**Consegna A**. Ripeti parola per parola il brano del testo della pagina che comincia con "Nel corso della" e prosegue fino a "da sconfinare nell’annientamento.".
**Consegna B**. Secondo il testo della pagina, da chi era costituita e comandata la brigata "Sassari"?
**Consegna C**. Per ciascuna affermazione, indica se è d'accordo con il testo della pagina e riporta le parole che lo dimostrano: (i) la brigata "Sassari" veniva impiegata nelle imprese più temerarie; (ii) le armi capaci di distruzione di massa erano già state usate prima della guerra 1915-18; (iii) la brigata "Sassari" era comandata da militari di tutta Italia.

═════ Testo della pagina ═════

Il fatto dirompente che ha mutato il corso della storia ed ha posto le premesse politiche di un processo che investe il nostro impegno e che ci fa responsabili del futuro sardo è avvenuto, direi esploso, in un contesto tanto drammatico quanto esaltante.
Nel corso della guerra 1915-18, nella quale si sperimentarono, per la prima volta, armi capaci di distruzione di massa, i sardi diedero un contributo di martirio ed eroismo che fu considerato il più alto esempio di dedizione e coraggio dell’intero schieramento militare italiano.
Il coraggio e la silente operativa obbedienza dei sardi convinse gli alti comandi a dar vita ad una brigata, la “Sassari”, costituita e comandata esclusivamente da militari sardi: brigata utilizzata per le imprese più temerarie nelle quali la mortalità era coaì alta da sconfinare nell’annientamento.

═════ Dati forniti ═════

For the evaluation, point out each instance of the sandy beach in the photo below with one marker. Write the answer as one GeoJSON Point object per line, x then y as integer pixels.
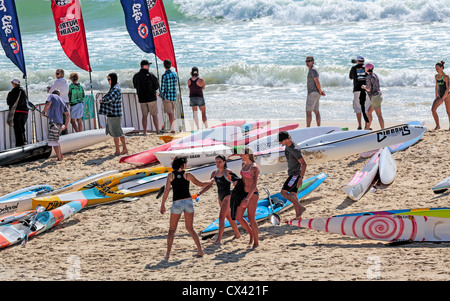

═════

**Soluzione scritta A**.
Nel corso della guerra 1915-18, nella quale si sperimentarono, per la prima volta, armi capaci di distruzione di massa, i sardi diedero un contributo di martirio ed eroismo che fu considerato il più alto esempio di dedizione e coraggio dell’intero schieramento militare italiano.
Il coraggio e la silente operativa obbedienza dei sardi convinse gli alti comandi a dar vita ad una brigata, la “Sassari”, costituita e comandata esclusivamente da militari sardi: brigata utilizzata per le imprese più temerarie nelle quali la mortalità era coaì alta da sconfinare nell’annientamento.

**Soluzione scritta B**. Era costituita e comandata esclusivamente da militari sardi.

**Soluzione scritta C**.
(i) Sì: "brigata utilizzata per le imprese più temerarie"
(ii) No: "si sperimentarono, per la prima volta, armi capaci di distruzione di massa"
(iii) No: "costituita e comandata esclusivamente da militari sardi"